** REQUIRED WORK **
State only how many lines below include the string "ceiling".

___ DATA LISTING

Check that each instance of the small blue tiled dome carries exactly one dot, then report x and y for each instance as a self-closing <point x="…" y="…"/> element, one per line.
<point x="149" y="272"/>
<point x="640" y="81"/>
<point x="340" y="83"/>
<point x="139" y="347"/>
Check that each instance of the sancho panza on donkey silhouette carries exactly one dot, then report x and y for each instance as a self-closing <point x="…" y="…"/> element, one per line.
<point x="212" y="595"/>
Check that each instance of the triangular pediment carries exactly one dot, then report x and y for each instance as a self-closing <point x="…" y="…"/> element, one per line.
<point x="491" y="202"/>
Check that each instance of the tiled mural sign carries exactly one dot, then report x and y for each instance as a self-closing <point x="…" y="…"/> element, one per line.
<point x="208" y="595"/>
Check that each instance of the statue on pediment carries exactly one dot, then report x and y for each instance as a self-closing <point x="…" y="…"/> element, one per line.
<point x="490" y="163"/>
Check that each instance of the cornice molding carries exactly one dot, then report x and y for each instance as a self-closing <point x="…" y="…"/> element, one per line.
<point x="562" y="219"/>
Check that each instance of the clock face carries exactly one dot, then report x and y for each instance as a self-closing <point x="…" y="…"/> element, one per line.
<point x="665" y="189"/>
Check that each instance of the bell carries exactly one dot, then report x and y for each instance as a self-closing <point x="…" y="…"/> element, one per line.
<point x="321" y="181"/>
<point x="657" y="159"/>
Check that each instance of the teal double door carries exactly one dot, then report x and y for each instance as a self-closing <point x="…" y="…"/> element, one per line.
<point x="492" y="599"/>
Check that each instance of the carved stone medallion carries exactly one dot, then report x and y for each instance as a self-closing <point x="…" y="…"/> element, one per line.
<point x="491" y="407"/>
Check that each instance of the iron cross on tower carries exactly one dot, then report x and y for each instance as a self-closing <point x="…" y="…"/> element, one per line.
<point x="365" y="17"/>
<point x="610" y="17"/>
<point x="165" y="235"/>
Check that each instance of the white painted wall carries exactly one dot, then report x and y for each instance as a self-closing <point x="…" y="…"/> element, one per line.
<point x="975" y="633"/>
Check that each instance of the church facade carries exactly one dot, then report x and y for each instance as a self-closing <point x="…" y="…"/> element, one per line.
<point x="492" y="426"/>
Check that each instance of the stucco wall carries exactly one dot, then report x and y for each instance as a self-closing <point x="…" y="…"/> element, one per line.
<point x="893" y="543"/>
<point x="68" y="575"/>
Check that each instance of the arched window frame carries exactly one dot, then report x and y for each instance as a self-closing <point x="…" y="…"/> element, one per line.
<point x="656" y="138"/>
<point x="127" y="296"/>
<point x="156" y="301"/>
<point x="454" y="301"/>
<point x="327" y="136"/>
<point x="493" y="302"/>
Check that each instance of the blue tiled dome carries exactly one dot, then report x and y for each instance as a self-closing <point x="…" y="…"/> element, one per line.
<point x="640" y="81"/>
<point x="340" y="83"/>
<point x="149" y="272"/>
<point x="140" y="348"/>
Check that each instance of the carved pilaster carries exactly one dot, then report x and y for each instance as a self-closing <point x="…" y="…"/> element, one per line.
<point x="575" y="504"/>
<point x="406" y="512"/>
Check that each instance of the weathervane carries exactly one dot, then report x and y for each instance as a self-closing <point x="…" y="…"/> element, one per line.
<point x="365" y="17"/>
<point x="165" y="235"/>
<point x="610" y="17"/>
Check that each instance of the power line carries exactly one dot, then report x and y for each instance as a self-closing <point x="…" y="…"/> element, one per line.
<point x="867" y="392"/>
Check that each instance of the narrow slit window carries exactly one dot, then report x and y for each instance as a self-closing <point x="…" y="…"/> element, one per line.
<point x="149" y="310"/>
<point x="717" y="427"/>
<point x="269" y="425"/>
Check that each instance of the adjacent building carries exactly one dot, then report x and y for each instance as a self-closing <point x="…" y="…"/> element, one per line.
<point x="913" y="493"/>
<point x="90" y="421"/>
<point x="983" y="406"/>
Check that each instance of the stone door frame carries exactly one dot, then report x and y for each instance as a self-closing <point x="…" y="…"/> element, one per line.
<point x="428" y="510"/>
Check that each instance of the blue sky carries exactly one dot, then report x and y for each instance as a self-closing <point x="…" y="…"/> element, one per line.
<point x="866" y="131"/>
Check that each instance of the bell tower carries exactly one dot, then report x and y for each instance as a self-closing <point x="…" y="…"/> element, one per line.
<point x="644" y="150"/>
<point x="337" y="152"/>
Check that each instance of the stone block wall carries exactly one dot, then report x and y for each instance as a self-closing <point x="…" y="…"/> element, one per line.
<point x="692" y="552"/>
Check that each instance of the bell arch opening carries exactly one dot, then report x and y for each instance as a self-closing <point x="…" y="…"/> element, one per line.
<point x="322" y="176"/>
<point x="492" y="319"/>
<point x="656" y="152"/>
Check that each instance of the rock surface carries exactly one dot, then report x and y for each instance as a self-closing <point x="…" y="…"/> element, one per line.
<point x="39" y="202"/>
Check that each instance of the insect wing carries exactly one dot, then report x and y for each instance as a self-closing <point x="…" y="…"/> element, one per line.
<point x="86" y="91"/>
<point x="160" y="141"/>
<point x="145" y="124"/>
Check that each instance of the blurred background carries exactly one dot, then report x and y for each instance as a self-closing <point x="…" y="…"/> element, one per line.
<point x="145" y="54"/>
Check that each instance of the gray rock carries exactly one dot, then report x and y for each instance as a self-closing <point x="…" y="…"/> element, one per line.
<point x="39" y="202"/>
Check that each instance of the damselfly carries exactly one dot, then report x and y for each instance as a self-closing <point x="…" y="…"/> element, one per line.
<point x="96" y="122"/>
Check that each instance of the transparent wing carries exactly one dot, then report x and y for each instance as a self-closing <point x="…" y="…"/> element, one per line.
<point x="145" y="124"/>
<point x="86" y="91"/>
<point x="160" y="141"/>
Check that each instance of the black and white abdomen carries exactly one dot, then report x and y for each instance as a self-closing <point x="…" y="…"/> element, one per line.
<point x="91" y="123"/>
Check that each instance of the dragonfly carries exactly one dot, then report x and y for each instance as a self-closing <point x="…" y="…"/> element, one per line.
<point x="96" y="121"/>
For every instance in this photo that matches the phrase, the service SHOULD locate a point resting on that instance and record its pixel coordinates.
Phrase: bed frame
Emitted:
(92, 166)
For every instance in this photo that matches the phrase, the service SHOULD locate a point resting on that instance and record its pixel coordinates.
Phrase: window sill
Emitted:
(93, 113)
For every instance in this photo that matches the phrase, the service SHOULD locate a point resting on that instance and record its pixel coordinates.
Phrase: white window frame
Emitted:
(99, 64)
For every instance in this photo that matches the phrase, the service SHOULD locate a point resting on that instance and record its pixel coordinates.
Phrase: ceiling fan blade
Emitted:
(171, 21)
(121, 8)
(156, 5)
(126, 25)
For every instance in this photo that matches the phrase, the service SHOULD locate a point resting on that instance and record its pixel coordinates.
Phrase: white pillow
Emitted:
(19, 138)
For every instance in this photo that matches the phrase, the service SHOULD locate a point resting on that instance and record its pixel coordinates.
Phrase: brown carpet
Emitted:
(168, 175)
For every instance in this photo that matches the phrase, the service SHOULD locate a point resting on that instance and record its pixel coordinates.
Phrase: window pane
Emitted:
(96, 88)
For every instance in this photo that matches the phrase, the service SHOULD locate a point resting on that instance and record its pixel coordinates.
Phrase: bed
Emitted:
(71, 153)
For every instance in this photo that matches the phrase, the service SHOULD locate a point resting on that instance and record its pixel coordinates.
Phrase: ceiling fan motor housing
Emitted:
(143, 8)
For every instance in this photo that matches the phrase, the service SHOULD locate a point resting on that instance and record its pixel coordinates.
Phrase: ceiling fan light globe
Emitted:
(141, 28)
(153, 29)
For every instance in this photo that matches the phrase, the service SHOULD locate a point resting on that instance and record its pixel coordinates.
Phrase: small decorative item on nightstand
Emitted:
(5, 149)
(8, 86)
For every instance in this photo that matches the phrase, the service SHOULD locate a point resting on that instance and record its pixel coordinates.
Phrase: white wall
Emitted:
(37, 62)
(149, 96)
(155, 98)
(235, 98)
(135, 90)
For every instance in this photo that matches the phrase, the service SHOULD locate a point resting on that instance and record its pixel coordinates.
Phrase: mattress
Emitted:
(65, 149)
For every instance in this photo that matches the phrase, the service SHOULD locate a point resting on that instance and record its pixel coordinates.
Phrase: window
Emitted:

______

** ANSWER BELOW **
3